Records:
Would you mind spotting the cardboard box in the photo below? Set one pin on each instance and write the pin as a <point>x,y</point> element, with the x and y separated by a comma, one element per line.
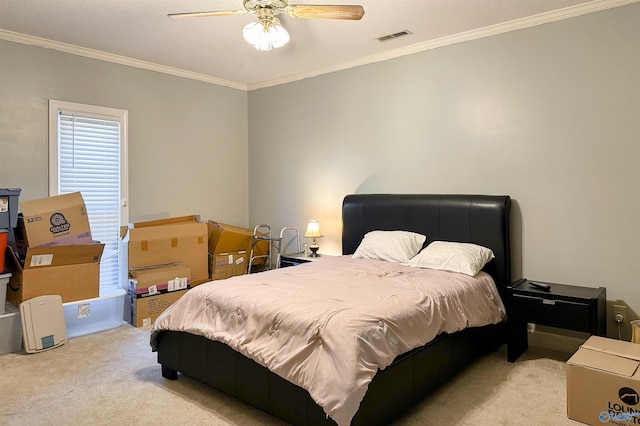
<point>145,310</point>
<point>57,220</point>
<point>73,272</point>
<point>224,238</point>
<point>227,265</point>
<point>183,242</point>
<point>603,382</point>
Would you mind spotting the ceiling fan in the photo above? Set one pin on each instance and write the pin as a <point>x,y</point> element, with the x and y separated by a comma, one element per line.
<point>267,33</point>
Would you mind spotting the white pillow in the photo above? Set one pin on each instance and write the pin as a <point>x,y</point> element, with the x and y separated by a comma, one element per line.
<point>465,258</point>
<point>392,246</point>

--

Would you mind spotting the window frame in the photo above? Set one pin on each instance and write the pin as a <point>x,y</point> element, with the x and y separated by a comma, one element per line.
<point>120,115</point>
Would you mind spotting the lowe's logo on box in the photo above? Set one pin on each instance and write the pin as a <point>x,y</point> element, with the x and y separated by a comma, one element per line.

Exercise:
Copy out the lines above word for word, starting at the line that contains "Would you mind spotting the window" and ending at the line that contains "Would you mind spotting the lowe's".

Full answer:
Would you mind spotting the window frame in the photo above? Set one pin on each instance and write the pin as a <point>x,y</point> element, with the x and y separated by a comma, one element per line.
<point>120,115</point>
Would you mind spotting the lowe's logo on box in the photo above? Set one pin on each instance and write the pin as a <point>x,y</point> element, with the x and y separated by a comma, one element per line.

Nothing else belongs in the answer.